Give the number of lines in the records that contain the string "bank". Reply with the number only.
-- Start of Available data --
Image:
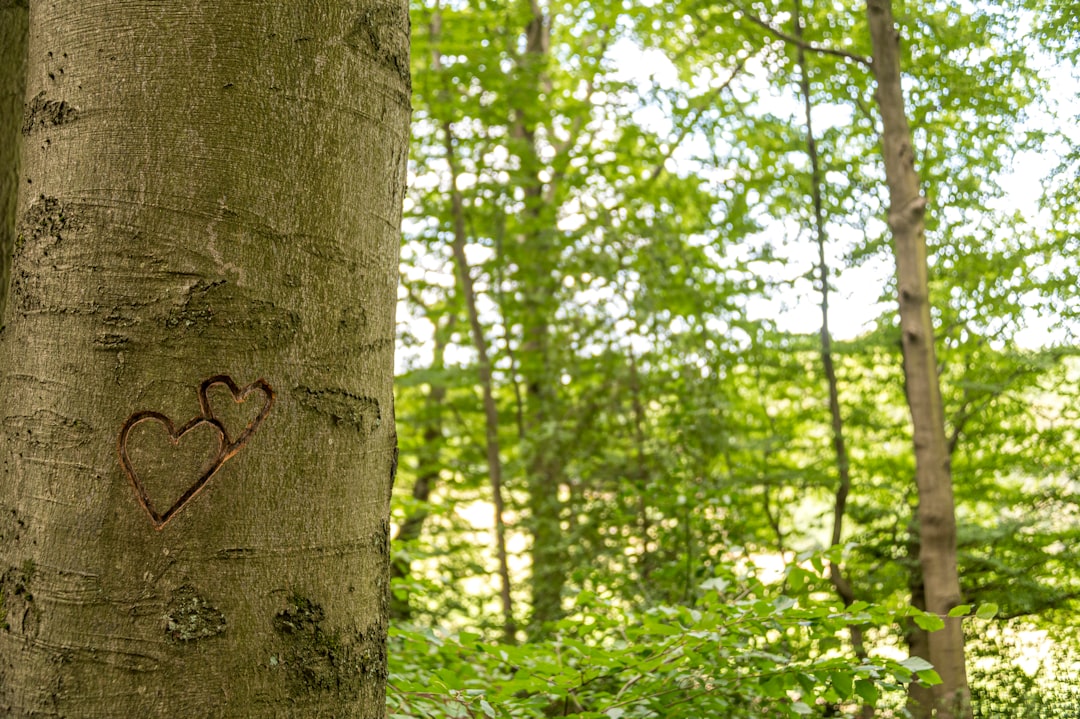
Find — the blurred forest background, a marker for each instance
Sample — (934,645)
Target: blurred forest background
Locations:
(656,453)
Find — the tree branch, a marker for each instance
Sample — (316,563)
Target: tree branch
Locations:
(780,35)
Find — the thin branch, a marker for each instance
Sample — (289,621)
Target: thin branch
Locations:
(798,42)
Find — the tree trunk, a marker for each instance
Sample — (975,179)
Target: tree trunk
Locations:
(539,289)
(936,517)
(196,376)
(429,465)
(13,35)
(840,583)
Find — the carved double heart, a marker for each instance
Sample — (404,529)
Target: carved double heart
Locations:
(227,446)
-- End of Available data --
-- Start of Available data --
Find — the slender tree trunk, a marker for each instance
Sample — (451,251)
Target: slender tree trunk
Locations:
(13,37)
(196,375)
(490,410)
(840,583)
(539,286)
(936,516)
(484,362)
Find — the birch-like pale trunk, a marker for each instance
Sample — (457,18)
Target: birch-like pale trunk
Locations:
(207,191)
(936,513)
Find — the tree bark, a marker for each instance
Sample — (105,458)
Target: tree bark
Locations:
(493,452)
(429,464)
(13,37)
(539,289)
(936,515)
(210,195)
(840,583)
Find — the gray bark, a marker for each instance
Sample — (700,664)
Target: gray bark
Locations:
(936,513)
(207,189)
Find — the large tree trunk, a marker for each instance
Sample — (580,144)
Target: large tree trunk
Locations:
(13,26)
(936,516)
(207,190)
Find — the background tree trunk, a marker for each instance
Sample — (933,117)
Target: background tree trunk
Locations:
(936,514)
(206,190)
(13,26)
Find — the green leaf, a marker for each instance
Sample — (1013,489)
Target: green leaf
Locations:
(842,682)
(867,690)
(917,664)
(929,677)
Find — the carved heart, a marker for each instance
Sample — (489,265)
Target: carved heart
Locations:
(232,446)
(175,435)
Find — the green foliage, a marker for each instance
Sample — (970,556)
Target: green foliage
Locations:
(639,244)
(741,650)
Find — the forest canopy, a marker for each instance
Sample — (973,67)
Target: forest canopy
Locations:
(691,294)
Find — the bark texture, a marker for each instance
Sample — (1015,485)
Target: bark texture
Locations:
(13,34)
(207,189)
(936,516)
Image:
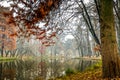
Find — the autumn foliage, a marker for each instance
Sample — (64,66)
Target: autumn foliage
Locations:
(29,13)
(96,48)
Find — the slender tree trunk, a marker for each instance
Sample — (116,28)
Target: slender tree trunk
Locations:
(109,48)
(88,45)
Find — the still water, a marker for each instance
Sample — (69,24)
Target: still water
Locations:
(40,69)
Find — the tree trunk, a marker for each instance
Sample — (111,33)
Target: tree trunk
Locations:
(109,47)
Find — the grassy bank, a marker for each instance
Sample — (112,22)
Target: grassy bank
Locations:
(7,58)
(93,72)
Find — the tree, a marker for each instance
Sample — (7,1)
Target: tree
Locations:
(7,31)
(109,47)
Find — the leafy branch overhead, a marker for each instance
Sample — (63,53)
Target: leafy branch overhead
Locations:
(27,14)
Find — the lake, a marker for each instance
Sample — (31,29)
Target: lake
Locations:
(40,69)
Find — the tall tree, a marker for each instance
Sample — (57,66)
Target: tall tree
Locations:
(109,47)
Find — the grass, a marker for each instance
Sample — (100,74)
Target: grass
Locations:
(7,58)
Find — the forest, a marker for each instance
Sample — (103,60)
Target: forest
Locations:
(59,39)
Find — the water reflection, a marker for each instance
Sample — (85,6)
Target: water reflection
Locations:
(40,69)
-- End of Available data --
▶ [Reply to the exercise] 2